> **TASK STATEMENT**: The listing below should be printed exactly, though its pictures must not be.
══ STUDY MATERIAL
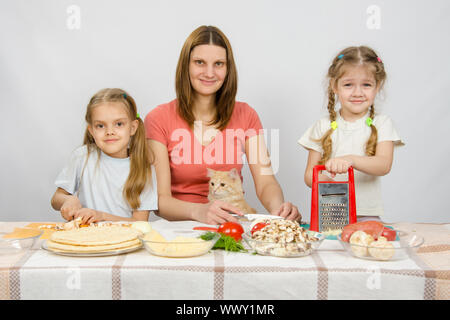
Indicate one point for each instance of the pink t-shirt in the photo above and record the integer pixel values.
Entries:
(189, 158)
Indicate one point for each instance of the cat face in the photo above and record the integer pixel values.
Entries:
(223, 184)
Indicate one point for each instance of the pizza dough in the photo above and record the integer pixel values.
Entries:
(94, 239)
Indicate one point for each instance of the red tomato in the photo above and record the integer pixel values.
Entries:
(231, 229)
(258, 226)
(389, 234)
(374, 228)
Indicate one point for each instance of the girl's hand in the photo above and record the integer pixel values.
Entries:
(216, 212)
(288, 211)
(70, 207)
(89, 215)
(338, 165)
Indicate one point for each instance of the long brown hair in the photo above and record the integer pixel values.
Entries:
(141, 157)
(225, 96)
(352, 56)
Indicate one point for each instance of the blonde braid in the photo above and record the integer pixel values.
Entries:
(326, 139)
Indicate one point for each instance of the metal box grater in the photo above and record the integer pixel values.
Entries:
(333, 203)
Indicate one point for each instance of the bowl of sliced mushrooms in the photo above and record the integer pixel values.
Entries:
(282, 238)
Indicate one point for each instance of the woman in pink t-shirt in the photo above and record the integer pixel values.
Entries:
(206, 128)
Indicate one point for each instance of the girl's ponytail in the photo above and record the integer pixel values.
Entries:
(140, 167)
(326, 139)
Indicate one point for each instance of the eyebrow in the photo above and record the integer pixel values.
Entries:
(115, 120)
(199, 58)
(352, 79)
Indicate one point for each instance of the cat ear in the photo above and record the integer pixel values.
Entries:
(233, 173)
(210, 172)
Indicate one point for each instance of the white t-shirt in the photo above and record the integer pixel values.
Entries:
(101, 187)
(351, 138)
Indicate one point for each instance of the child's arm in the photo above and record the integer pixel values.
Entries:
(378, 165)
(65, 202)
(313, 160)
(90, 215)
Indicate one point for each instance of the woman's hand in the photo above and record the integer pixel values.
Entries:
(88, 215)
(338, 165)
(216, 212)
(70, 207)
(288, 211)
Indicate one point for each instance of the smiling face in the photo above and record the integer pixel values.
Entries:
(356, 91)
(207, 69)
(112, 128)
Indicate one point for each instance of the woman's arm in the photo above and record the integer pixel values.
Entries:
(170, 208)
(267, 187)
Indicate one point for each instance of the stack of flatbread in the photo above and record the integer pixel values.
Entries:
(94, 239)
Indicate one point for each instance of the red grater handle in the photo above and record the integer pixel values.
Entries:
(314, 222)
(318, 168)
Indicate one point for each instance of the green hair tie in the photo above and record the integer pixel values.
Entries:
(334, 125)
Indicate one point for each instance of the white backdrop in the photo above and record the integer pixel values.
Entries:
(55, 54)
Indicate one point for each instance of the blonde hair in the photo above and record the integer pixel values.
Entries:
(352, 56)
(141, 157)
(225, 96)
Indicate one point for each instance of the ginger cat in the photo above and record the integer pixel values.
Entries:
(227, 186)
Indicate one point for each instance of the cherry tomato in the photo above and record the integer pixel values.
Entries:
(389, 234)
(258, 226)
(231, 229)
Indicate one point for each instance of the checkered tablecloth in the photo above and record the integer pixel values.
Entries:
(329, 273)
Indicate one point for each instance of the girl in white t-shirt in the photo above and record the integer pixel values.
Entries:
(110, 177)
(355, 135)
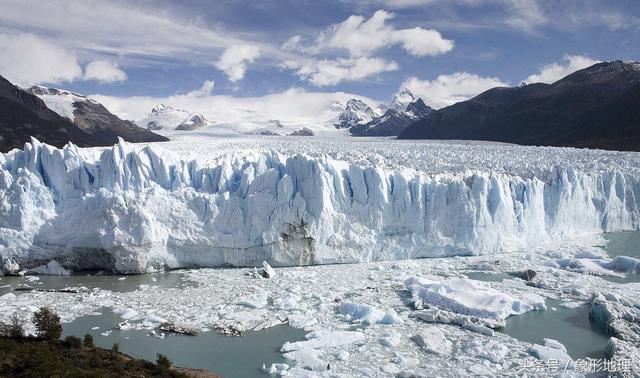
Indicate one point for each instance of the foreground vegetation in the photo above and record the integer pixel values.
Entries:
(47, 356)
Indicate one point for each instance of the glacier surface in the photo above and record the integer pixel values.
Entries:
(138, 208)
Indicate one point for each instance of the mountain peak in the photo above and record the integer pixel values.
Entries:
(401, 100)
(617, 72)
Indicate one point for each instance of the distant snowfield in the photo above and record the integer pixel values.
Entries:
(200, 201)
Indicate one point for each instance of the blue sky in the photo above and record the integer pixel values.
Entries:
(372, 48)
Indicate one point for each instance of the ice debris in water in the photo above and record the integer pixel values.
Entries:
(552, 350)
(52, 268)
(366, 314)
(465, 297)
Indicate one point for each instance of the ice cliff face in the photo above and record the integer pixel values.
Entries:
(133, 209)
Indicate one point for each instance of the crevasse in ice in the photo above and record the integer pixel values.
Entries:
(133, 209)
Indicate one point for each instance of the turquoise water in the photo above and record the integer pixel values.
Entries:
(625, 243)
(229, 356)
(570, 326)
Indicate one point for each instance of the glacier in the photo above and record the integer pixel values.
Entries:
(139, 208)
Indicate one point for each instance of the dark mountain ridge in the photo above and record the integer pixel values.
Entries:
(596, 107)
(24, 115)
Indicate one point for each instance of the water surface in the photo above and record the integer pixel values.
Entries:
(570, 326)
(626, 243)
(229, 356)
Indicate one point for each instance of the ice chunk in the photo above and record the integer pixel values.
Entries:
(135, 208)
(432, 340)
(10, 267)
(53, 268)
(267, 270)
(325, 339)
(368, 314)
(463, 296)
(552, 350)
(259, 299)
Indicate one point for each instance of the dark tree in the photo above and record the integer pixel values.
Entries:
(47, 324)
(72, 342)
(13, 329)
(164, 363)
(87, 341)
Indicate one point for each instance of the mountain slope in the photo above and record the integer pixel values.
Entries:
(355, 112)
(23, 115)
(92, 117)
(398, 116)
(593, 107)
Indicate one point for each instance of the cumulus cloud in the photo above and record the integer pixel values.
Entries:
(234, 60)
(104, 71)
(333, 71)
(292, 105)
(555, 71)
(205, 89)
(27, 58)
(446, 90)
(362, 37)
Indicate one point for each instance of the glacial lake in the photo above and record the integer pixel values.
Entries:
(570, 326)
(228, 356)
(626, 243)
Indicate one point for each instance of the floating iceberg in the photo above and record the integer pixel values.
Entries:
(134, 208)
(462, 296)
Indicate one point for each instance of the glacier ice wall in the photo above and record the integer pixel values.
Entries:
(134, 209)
════
> **OUTPUT BELOW**:
Indicate one point for each instance of the pink t-shirt in the photo above and record the integer pixel values.
Entries:
(189, 158)
Indicate one point for each instance of the cat face in the photo above and record the integer pixel values.
Entries:
(223, 184)
Indicate one point for each instance of the pizza dough in the photo above and record the integer pixel values.
Entries:
(94, 239)
Indicate one point for each instance of the red tomato in the photo above and record the integer pixel values.
Entries:
(231, 229)
(258, 226)
(389, 234)
(374, 228)
Indicate one point for each instance of the girl's hand in the photo above and record the integer pixel values.
Entries:
(216, 212)
(288, 211)
(70, 207)
(89, 215)
(338, 165)
Indicate one point for each instance of the long brown hair in the photo above and record the integer pixel values.
Entries:
(141, 157)
(225, 96)
(352, 56)
Indicate one point for each instance of the blonde braid in the photo above and record the integer pixel values.
Entries:
(326, 139)
Indicate one point for each instance of the metal box grater in the photo above and record the integer pixel values.
Entries:
(333, 203)
Indicate one point for each instance of the bowl of sliced mushrooms in the photo above and record the integer pixel values.
Entries:
(282, 238)
Indicate one point for each instance of the woman in pink t-shirt in the photo above and record the integer pixel values.
Entries:
(206, 128)
Indicate one point for each instance of the girl's ponytail in the photo above and record the integer pixel values.
Entries:
(140, 167)
(326, 139)
Indicate one point for each instance of the eyebrow in the photo above and record the integer pixel values.
Entries:
(115, 120)
(199, 58)
(352, 79)
Indicate one point for each instance of the cat ear in the photo above and record the integer pixel values.
Entries:
(233, 173)
(210, 172)
Indicate one point for each instance of the white t-shirt in the photo above and record the integer pixel values.
Entries:
(101, 187)
(351, 138)
Indicate one point for each instance of the child's arm in the photo above and record the integer pixel values.
Entries:
(378, 165)
(65, 202)
(313, 160)
(90, 215)
Indicate one point for each instance of the woman's hand in the photo above and record the integer pixel values.
Entries:
(88, 215)
(338, 165)
(216, 212)
(70, 207)
(288, 211)
Indicate one point for each instance of the smiling face in the photo above and record the integer pixel values.
Entries:
(356, 91)
(207, 69)
(112, 128)
Indicate one point for each instance of the woman's arm in the photo above and record the integer pixel values.
Entries:
(170, 208)
(267, 187)
Indicate one point for each instance of the stack of flatbread in the photo above and record the integer pixel values.
Entries:
(94, 239)
Indicate one point for each instance of the red grater handle in the photo above and record the integer pixel values.
Entries:
(314, 222)
(318, 168)
Indicate one point for each instance of the green hair tie in the photo above and record the integer pixel values.
Entries:
(334, 125)
Indicate one point for each instance of the white backdrop in the photo above and record the integer pixel values.
Entries:
(55, 54)
Indicate one point for each instance of the blonde hair in the photo above and record the integer pixel values.
Entries:
(352, 56)
(141, 157)
(225, 96)
Indicate one point for each instance of the ginger cat in the photo above and record the integer pixel values.
Entries:
(227, 186)
Indicate one point for each instance of the cherry tomato in the photo above and record the integer pixel values.
Entries:
(389, 234)
(258, 226)
(231, 229)
Indicate one point for each instance of the checkered tablecloth in the photo above and record the integer pixel values.
Entries:
(329, 273)
Indicate one point for each instance of the girl in white t-shirt in the photo above and record the integer pixel values.
Entries:
(110, 177)
(355, 135)
Indicate one point for each instance of the foreground vegetation in the photo above and record the integer pixel values.
Entries:
(47, 356)
Indicate one point for each instance of the glacier surface in the photo above and record the integer pixel values.
Entries:
(138, 208)
Indicate one point for each instance of the mountain peak in the photo above and record the integer pixel values.
Entries:
(401, 100)
(617, 72)
Indicate one point for each instance of the distant snowfield in the photo above and record the integer pixel values.
Entries:
(200, 201)
Indicate one point for each instance of the blue sky in the photo above and record the integer pixel values.
Entries:
(372, 48)
Indicate one point for each instance of the ice debris in water in the photo above and record the integer pixel values.
Entries:
(552, 350)
(52, 268)
(366, 314)
(465, 297)
Indicate one point for each instance of the ice cliff face in the photo above and record the integer pixel values.
Entries:
(133, 209)
Indicate one point for each instance of the crevasse in ice in the photo above and record the integer pixel values.
Entries:
(133, 209)
Indicate one point for each instance of the turquoise water in the photo above and record the integer pixel values.
Entries:
(625, 243)
(229, 356)
(570, 326)
Indicate one point for each instance of the glacier in the photo above and record the integer pixel values.
Entries:
(139, 208)
Indicate one point for each instance of the dark mountain ridge in the photo above and record the integer pixel values.
Entries:
(596, 107)
(24, 115)
Indicate one point for each instance of the water surface in the photo above and record the integer pixel values.
Entries:
(570, 326)
(626, 243)
(229, 356)
Indicate one point for each instance of the ice chunk in the photo above and record the integer pixel values.
Entries:
(135, 208)
(432, 340)
(10, 267)
(53, 268)
(267, 270)
(325, 339)
(368, 314)
(463, 296)
(552, 350)
(259, 299)
Indicate one point for each instance of the dark tree in the photo above and record the integer pixel values.
Entries:
(47, 324)
(72, 342)
(13, 329)
(164, 363)
(87, 341)
Indicate one point for each instance of the mountain slope in the photo above and record the integer pixel values.
Entries:
(355, 112)
(23, 115)
(92, 117)
(398, 116)
(593, 107)
Indicate one point for each instance of the cumulus cloud in the photo above and record the integer pixel values.
Entries:
(234, 60)
(104, 71)
(333, 71)
(292, 105)
(555, 71)
(205, 89)
(27, 58)
(446, 90)
(362, 37)
Indicate one point for each instance of the glacial lake in the photo above and record the integer pixel values.
Entries:
(570, 326)
(228, 356)
(626, 243)
Indicate one point for each instance of the floating iceberg in the photo above and record the integer pixel values.
Entries:
(134, 208)
(462, 296)
Indicate one point for each instance of the glacier ice wall in the photo above and record the integer pixel values.
Entries:
(134, 209)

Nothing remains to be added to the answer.